====== Teks Pilihan ======

Pages

Sunday, December 28, 2014

Berkelana Di Dua Museum Jogja



Bus Sugeng Rahayu melesat cepat meninggalkan Terminal Tirtonadi pagi itu. Membawa saya, Mbak Vica dan Meykke menuju ke Yogyakarta dalam rencana petualangan satu harian kami disana pada 24 Desember 2014 yang lalu. Awalnya, kami hendak menggunakan kereta Prameks untuk menuju kesana. Namun, karena takut kehabisan tiket karena kepergian kami bersamaan dengan musim liburan panjang maka kami lebih memilih bus agar lebih nyaman dan menghemat waktu. Sayang, kami salah perkiraan. Ketika sudah terlanjur naik bus yang penuh sesak, kami dihadapkan pada fenomena jalanan khas musim liburan dimana kondisi jalan terasa begitu padat.

Nyaris mendekati tiga jam, barulah kami bertiga sampai di Terminal Giwangan. Tujuan awal kami adalah Gumuk Pasir dan Pantai Parangtritis. Dari terminal, kami menggunakan bus kecil jurusan Parangtritis yang jalannya seperti siput. Belum lagi bapak sopir senang sekali ngetem di beberapa tempat. Saya jadi frustasi. Apalagi setelah mendengar ocehan ibu-ibu penumpang lain yang mengatakan kalau Jogja tengah padat-padatnya, dan bus jurusan ini yang kembali ke terminal akan berakhir pada pukul empat sore. Saya mulai mengkalkulasikan waktu yang kami miliki. Saat itu sudah mendekati jam setengah dua belas, membayangkan kecepatan bus ini yang terlalu lambat membuat saya bergidik ngeri. Setelah berdiskusi kilat dengan Mbak Vica dan Meykke, akhirnya kami bertiga segera minta turun dari bus dan membatalkan rencana kami menuju pantai.

Di tengah teriknya matahari Jogja siang itu, kami bertiga berjalan kaki menyusuri jalanan tanpa arah yang jelas. Cacing di perut kami sudah mulai berontak meminta jatah makanan yang tak kunjung datang sedari pagi. Kami akhirnya mencari makanan terlebih dahulu sembari memikirkan apa langkah selanjutnya yang akan dipilih. Mengingat hari sudah semakin siang dan jalanan Jogja semakin padat, kami sepakat untuk menggunakan jasa taksi untuk mengantar ke dua obyek wisata tujuan lainnya. Kami beruntung, karena pergi bertiga sekiranya tarif taksi tak begitu memberatkan.

======

• _Tujuan Tugas_
Tulis ulang bagian teks perjalanan ke Jogja mulai dari "Di tengah teriknya" sampai dengan "tak begitu memberatkan.", dan ganti "taksi" dengan "becak".

====== Data yang Tersedia ======

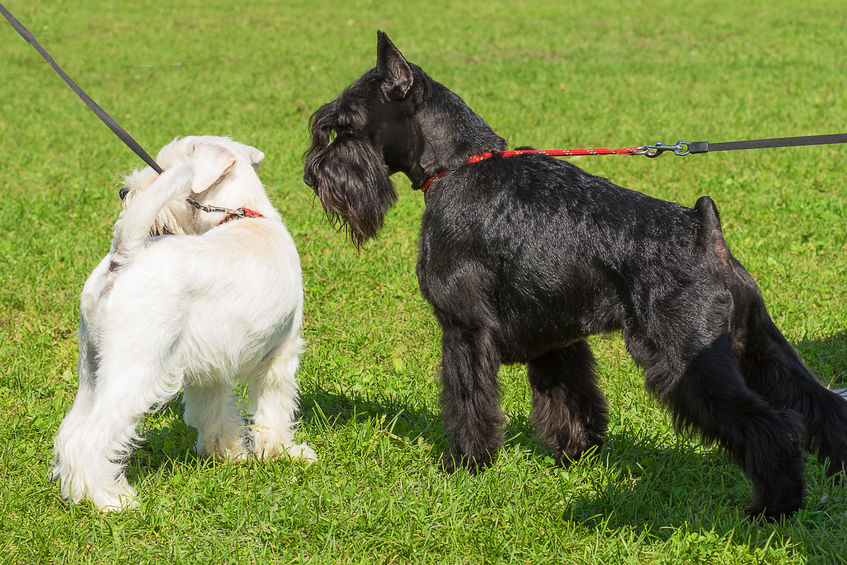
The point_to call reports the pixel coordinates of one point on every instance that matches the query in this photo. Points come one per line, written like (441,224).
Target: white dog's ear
(211,163)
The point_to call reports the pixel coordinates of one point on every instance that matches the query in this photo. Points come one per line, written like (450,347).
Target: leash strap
(93,106)
(682,148)
(705,146)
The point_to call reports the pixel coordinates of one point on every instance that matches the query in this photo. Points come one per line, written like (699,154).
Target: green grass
(548,74)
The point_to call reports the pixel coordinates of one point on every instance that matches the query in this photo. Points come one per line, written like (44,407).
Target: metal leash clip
(680,148)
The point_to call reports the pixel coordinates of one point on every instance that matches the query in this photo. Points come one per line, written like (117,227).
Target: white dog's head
(224,174)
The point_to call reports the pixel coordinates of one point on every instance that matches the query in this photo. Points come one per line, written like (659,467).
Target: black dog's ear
(392,68)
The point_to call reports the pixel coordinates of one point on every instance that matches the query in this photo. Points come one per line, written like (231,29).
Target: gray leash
(104,116)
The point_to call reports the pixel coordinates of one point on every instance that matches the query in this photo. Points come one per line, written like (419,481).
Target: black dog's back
(524,257)
(558,253)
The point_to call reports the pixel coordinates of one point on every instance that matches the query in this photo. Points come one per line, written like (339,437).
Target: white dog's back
(212,302)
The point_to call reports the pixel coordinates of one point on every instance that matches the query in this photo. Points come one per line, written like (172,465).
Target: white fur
(199,309)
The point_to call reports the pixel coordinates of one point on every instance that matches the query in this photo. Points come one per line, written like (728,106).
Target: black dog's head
(393,119)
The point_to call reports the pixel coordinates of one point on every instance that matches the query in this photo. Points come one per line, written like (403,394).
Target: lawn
(547,74)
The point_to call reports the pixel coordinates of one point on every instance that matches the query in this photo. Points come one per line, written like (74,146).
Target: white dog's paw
(221,450)
(267,447)
(302,452)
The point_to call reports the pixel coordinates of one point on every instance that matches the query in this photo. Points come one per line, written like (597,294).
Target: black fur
(522,258)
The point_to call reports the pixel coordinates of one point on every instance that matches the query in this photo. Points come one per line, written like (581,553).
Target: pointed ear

======

• _Jawaban Soal_
Di tengah teriknya matahari Jogja siang itu, kami bertiga berjalan kaki menyusuri jalanan tanpa arah yang jelas. Cacing di perut kami sudah mulai berontak meminta jatah makanan yang tak kunjung datang sedari pagi. Kami akhirnya mencari makanan terlebih dahulu sembari memikirkan apa langkah selanjutnya yang akan dipilih. Mengingat hari sudah semakin siang dan jalanan Jogja semakin padat, kami sepakat untuk menggunakan jasa becak untuk mengantar ke dua obyek wisata tujuan lainnya. Kami beruntung, karena pergi bertiga sekiranya tarif becak tak begitu memberatkan.